STATED GOAL 1
From the listing, copy out every line that contains the string "wooden". Case counts.

SOURCE PASSAGE
###
I'm not saying that heredocs aren't useful. Just that they break indentation.
Then you’re just doing them wrong. :)
sub compile_filter() {
my @criteria;
for my $i ( 0 .. $#ARGV ) {
my $snippet = $ARGV[$i];
$snippet =~ s/^\s+//;
# prime the autoloader on allcappish barewords
if (my @capwords = $snippet =~ /\b (?=[A-Z]) ([A-Z0-9]+) \b/xg
+) {
eval deQQ<<"EO_AUTOLOADED_SUBS";
|QQ|
|QQ| use subs qw(@capwords);
|QQ|
EO_AUTOLOADED_SUBS
}
# args starting with a backslash or which are a bracketed
# espression are interpreted as pattern matches
if ($snippet =~ m{ ^ \\ | ^ \[ .* \] $ }x) {
$snippet = "/$snippet/";
}
my $test_compile = deQ <<'START_TEST';
|Q| use warnings qw[FATAL all];
|Q| my $ignore =
START_TEST
$test_compile .= deQQ(<<"END_TEST");
|QQ| sub { $snippet };
|QQ|
|QQ| # so eval returns true
|QQ| 1;
|QQ|
END_TEST
# debug("test compile:\n$test_compile");
eval($test_compile) ||
die "$0: invalid criterion in '$snippet': $@\n";
$criteria[$i] = "do { $snippet }";
}
my $real_code = deQ(<<'START_CODE') . "\t";
|Q| use warnings;
|Q| #use warnings qw[FATAL all];
|Q| #no warnings qw[deprecated];
|Q|
|Q| sub filter {
|Q|
|Q| debug(sprintf("testing code point %X", ord()))
###
MATERIAL FOR THIS TASK
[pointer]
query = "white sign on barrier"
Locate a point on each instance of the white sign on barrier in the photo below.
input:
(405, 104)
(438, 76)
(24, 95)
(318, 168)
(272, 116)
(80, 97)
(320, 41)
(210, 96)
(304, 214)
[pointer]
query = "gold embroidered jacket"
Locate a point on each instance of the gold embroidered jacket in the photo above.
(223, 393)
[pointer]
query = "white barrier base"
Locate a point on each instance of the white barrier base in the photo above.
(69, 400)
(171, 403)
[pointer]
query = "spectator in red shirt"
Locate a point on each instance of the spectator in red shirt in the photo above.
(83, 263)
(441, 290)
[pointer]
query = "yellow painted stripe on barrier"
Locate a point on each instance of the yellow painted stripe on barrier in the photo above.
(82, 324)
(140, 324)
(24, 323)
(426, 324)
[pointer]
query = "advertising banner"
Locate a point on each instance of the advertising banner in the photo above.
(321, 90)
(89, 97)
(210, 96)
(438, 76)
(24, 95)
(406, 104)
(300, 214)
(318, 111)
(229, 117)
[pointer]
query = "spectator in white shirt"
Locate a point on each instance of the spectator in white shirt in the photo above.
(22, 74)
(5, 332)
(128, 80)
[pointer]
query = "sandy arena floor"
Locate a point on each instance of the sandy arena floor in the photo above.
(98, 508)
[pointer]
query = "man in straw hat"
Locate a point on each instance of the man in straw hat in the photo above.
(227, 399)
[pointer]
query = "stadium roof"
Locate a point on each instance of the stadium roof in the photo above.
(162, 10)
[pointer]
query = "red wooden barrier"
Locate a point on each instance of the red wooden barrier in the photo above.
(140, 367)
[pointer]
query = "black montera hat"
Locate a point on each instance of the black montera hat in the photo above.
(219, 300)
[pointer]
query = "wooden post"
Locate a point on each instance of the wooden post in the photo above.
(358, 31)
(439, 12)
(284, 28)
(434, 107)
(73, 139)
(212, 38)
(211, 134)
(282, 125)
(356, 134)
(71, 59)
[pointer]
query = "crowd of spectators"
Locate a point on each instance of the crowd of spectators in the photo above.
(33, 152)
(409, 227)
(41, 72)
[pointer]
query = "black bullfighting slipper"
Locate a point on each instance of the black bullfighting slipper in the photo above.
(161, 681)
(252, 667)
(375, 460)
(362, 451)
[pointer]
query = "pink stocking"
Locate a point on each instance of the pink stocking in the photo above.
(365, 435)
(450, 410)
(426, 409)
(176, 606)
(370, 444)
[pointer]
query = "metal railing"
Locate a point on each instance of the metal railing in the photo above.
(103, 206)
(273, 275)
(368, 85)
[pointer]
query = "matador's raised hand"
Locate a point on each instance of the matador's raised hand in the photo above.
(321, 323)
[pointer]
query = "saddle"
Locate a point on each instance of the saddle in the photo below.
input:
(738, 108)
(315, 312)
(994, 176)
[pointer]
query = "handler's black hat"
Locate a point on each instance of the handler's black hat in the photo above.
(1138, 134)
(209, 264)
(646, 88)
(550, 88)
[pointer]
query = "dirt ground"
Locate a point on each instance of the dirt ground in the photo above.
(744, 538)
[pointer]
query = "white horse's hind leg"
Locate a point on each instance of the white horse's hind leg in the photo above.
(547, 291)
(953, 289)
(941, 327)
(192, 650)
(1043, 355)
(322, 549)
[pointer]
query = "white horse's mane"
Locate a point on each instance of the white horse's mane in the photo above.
###
STATED GOAL 2
In the code of the heredoc passage above, list every label that directly follows a "<<" operator.

WORKED ANSWER 1
query = "red wooden barrier"
Locate a point on each instance of the red wooden barrier in the photo above.
query = "wooden post"
Locate a point on each instance of the wooden post in the photo above.

WORKED ANSWER 2
EO_AUTOLOADED_SUBS
START_TEST
END_TEST
START_CODE